Extend the post below on how Newton Aycliffe should respond to welfare and council cuts, starting right after its last sentence.

- **Extract provided**

---------------

Friday, 15 November 2013

Aycliffe Needs to Respond to a Time of Change

Few people who voted for the Tories and Lib Dems in 2010 can have had any idea how radical this government would turn out to be. The Welfare Reform Act of 2012 has ushered in a devastating series of measures – of which universal credit, the benefit cap, job-seeker sanctions, ATOS disability assessments and the ‘bedroom tax’ are only the most high-profile.

How should Newton Aycliffe respond to this challenge?

The Contributory Principle
The Tories and Lib Dems have changed the underlying principle on which our society is based. Newton Aycliffe is famous as the town which embodied Beveridge’s post-war ‘Welfare State’, and we have lived ever since under the protection of a regime which accepted in principle the old socialist adage: ‘from each according to their ability, to each according to their need’.
The ‘Welfare State’ – at least in those terms – is now dead and gone. A structure of benefits and protections remains in place, but the underlying principle has changed and we live now under the canon of: ‘to each according to their contribution’. It is deemed ‘fairer’, and it plays well with many people. So if you wanted a world where benefits were cut until they were inadequate to live on, where disabled people were mercilessly reassessed, where unemployed people were proactively sanctioned, and where some people on benefits were harried out of their homes… you’ve got what you wanted!
Of course, these changes affect some parts of the country more than others, depending on the level of local deprivation. Researchers estimate that the County Durham economy stands to lose £188million a year because of the welfare changes – a cut equivalent to £565 per working-age adult. The national average cut is £470 per adult. The south-east is generally less-affected.

Cuts to Councils
What has been happening to individuals, of course, has been mirrored in the government’s treatment of councils. The government has also been changing the principle by which it allocates funding to local councils – away from the old Rate Support Grant (which distributed support according to deprivation), giving them instead half of the Business Rate. This, of course, is very good news for the City of London. It is not such good news for County Durham, where the economy is relatively weak, but cuts to government grants will reduce the County Council’s income by £222million by 2018.
The result is that – at the very time our most needy and vulnerable people are being hit by welfare cuts – the power of the Council to step in and compensate has been removed. Durham County Council is barely half-way through the process and, as the financial noose tightens, we face eye-watering cuts to front-line services. People are, understandably, angry about changes to street-lights and garden waste collections; yet the County Council still has £100million more to cut from its expenditure.

What can we do?
These changes are being imposed by the Tories and Lib Dems on ideological grounds, and they are coming whether we like them or not. And while I am confident that Aycliffe people will vote for a Labour MEP in 2014 and a Labour MP in 2015, the colour of our government in the future will depend on how people vote elsewhere.
So what can we do, as a community of people upon whom these changes are being imposed?

1. Budget-setting
On 23 November, if you go to the Participatory Budget event in the Youth Centre (11am till 3pm), you will be asked to take part in a ‘Monopoly-board’ exercise where you can have your say on where the cuts should fall.

---------------

- **Record set**

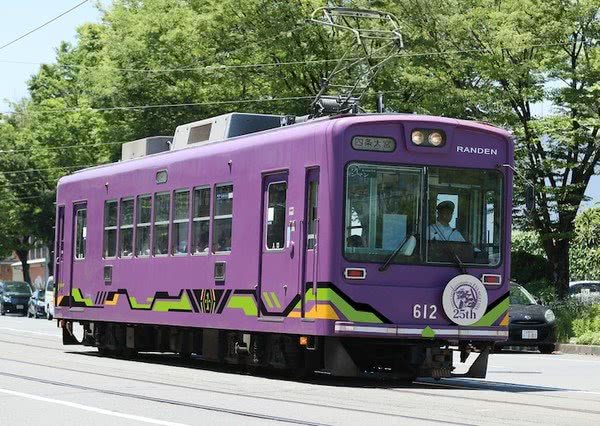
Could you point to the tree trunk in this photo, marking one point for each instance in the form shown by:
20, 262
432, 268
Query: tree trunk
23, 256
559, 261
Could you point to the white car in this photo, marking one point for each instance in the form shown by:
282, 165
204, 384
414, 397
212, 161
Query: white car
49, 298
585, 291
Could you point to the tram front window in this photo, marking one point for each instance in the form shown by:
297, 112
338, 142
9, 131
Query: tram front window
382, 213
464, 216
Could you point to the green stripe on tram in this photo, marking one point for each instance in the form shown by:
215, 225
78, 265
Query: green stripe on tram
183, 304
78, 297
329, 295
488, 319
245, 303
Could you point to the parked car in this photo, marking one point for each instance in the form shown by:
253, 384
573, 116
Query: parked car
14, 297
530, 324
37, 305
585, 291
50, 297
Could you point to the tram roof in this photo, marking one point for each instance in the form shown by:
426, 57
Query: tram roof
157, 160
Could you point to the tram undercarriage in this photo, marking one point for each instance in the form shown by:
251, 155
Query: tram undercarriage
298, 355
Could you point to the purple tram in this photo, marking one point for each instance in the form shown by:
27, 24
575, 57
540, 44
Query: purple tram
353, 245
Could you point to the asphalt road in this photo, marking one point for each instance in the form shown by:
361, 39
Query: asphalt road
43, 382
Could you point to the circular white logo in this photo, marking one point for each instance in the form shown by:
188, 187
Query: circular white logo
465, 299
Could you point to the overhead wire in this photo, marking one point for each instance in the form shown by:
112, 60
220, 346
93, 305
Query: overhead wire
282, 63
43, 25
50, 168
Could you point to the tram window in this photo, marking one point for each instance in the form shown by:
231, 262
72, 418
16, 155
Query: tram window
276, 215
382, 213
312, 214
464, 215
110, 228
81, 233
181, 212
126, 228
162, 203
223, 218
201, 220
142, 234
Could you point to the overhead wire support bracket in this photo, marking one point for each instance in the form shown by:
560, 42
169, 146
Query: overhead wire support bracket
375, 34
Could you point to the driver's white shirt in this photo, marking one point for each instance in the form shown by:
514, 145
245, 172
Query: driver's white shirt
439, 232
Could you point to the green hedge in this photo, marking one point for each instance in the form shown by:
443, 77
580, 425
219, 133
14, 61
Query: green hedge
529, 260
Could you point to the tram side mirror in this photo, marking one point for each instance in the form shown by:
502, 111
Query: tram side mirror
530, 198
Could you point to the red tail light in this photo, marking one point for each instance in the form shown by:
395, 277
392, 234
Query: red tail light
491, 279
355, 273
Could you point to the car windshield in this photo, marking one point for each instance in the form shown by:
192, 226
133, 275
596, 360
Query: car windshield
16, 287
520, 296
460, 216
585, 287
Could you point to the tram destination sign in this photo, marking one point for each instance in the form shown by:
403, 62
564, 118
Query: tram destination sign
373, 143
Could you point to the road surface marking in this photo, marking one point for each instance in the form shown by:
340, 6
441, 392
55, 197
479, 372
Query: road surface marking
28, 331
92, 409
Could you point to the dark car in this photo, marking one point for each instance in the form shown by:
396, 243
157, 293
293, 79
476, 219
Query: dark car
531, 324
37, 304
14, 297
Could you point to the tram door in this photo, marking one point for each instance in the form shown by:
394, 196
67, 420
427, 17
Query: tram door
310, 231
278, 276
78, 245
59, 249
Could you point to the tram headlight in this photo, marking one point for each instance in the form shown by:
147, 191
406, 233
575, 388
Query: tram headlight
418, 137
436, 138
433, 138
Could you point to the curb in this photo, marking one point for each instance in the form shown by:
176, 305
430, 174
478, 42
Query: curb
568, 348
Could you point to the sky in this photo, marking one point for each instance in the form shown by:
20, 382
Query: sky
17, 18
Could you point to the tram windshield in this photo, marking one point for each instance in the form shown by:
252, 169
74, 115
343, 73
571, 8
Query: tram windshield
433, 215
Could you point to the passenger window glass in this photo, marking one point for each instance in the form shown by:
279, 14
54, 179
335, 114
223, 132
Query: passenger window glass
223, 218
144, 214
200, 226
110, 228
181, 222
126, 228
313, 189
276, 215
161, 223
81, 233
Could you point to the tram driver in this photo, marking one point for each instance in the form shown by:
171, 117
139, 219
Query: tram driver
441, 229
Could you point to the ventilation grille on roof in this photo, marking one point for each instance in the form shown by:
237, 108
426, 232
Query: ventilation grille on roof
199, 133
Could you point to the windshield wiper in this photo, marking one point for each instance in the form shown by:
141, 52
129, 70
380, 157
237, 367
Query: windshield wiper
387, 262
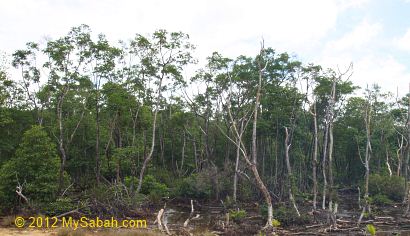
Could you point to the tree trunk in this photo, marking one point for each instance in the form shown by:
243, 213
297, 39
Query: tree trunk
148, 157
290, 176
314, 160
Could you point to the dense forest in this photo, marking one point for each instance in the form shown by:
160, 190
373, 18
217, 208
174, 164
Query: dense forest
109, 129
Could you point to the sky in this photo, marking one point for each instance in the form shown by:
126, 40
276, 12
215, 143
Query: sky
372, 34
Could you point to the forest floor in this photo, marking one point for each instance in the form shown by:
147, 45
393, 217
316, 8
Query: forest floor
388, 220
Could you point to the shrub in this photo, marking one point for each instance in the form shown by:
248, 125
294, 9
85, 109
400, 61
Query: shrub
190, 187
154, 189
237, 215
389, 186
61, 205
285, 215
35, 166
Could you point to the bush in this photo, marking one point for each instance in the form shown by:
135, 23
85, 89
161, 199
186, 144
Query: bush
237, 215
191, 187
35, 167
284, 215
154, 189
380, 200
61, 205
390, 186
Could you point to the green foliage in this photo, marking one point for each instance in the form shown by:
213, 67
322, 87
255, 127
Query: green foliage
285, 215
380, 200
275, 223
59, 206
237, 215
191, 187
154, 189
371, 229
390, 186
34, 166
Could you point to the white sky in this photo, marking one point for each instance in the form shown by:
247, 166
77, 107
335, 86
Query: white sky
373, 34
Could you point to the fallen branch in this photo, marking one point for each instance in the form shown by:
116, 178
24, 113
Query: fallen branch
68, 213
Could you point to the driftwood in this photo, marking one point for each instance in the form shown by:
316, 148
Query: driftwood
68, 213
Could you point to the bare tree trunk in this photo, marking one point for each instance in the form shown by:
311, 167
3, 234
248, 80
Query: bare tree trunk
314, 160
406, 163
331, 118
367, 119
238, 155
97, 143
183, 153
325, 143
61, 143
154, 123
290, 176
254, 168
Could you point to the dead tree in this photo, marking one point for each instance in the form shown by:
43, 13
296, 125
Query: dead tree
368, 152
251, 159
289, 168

---------------

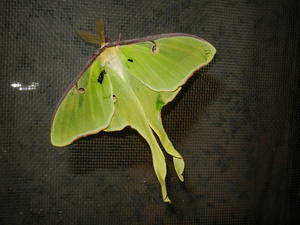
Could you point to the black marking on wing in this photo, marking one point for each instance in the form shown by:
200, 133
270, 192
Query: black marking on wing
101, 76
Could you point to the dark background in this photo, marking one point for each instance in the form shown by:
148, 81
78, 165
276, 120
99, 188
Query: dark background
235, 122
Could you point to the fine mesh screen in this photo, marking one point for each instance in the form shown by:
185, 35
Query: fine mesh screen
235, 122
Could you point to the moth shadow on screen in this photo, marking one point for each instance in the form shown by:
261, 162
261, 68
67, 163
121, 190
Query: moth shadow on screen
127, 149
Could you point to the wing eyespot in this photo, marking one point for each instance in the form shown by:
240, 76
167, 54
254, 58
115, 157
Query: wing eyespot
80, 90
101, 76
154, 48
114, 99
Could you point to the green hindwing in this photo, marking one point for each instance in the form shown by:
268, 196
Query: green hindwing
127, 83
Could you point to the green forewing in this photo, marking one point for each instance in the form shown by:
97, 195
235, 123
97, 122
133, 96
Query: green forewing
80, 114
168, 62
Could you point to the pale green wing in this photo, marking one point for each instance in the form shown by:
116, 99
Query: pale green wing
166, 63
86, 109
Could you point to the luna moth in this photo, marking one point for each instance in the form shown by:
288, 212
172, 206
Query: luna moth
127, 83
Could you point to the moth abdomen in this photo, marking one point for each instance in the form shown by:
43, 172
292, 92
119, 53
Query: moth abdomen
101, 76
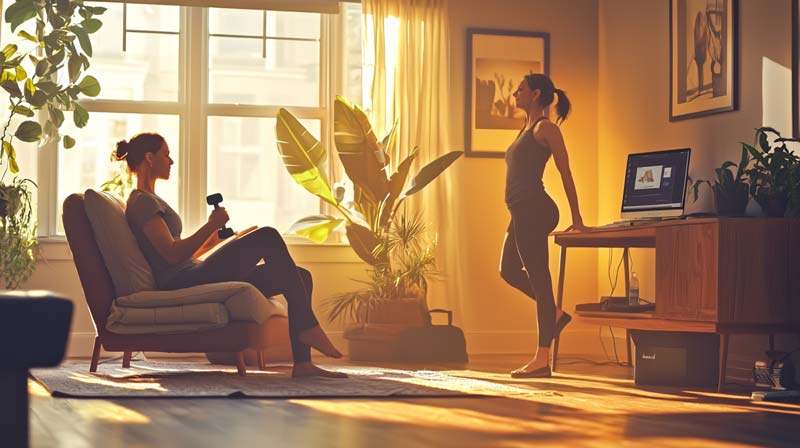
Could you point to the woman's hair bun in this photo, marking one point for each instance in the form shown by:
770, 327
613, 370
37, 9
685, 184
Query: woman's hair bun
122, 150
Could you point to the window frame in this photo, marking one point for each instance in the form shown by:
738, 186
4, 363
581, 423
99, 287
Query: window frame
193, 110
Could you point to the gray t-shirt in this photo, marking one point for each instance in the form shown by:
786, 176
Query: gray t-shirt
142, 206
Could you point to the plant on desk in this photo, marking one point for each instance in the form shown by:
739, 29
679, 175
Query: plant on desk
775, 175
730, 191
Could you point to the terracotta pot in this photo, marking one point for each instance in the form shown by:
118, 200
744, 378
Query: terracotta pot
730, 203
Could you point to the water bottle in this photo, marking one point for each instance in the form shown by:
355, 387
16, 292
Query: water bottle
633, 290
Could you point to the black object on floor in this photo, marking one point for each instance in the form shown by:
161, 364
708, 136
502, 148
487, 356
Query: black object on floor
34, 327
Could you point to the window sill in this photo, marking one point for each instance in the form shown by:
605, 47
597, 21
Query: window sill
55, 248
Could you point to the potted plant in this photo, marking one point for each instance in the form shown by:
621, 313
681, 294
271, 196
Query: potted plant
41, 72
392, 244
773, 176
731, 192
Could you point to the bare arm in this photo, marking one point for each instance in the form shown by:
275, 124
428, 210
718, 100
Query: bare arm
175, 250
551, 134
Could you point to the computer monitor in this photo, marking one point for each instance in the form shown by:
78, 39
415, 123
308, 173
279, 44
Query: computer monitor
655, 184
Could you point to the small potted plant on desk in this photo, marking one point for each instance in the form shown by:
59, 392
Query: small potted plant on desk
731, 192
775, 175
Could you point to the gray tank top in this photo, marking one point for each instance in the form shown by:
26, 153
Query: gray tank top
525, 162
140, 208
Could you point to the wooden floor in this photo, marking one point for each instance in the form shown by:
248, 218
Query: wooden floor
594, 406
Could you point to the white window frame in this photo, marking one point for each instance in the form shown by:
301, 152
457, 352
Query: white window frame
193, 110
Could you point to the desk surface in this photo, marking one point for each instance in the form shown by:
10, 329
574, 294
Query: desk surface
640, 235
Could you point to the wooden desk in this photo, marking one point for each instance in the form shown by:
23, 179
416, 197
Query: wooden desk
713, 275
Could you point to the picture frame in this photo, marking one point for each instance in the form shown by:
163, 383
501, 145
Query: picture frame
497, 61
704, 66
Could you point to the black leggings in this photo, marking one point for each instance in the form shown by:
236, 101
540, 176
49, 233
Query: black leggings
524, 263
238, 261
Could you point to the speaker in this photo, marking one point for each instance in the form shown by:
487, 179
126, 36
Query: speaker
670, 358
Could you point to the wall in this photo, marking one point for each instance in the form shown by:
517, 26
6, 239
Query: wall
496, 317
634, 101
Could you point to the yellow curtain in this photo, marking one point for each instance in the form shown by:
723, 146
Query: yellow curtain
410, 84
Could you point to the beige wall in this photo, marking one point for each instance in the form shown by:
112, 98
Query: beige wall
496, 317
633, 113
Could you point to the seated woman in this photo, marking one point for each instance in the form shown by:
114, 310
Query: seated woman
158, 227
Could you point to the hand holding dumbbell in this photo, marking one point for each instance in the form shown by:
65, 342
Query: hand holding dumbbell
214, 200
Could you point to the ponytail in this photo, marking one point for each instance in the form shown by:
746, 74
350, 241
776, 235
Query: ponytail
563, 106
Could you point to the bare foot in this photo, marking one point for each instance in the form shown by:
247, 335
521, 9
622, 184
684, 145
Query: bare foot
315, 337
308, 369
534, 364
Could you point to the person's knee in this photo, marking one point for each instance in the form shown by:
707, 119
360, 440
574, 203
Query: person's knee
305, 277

---------------

- **Exercise response**
Taking part in this exercise is the first thing we can do. Indeed, I cannot stress how important it is that people take time out to attend and undertake this exercise, because – as it struggles to balance the budget over the next 5 years – the County Council will make its cuts in those areas you have indicated are least unacceptable. We cannot stop the cuts, but we can protect certain areas – at, of course, the expense of others. If you do not have your say, you may find that cuts are happening to which you have not given your consent.

2. Business

The second thing we must do, as a community, is embrace economic growth. Changes to benefits and council funding – with the multiplier effect – will strip perhaps 10% a year out of the County Durham economy … money that would have been spent on food, and wages, and clothes, and a myriad of other things on which the business life of our county depends. Hitachi offers us a wonderful opportunity for growth, but Hitachi alone will not even begin to compensate. We need to become a community geared for growth, where our planning regime attracts businesses, where our schools equip students for the world of industry, and where our town buzzes with entrepreneurial energy. If you attend on 23 November, please do not vote to cut the Regeneration budget, because without economic growth our society cannot survive … not in the present climate.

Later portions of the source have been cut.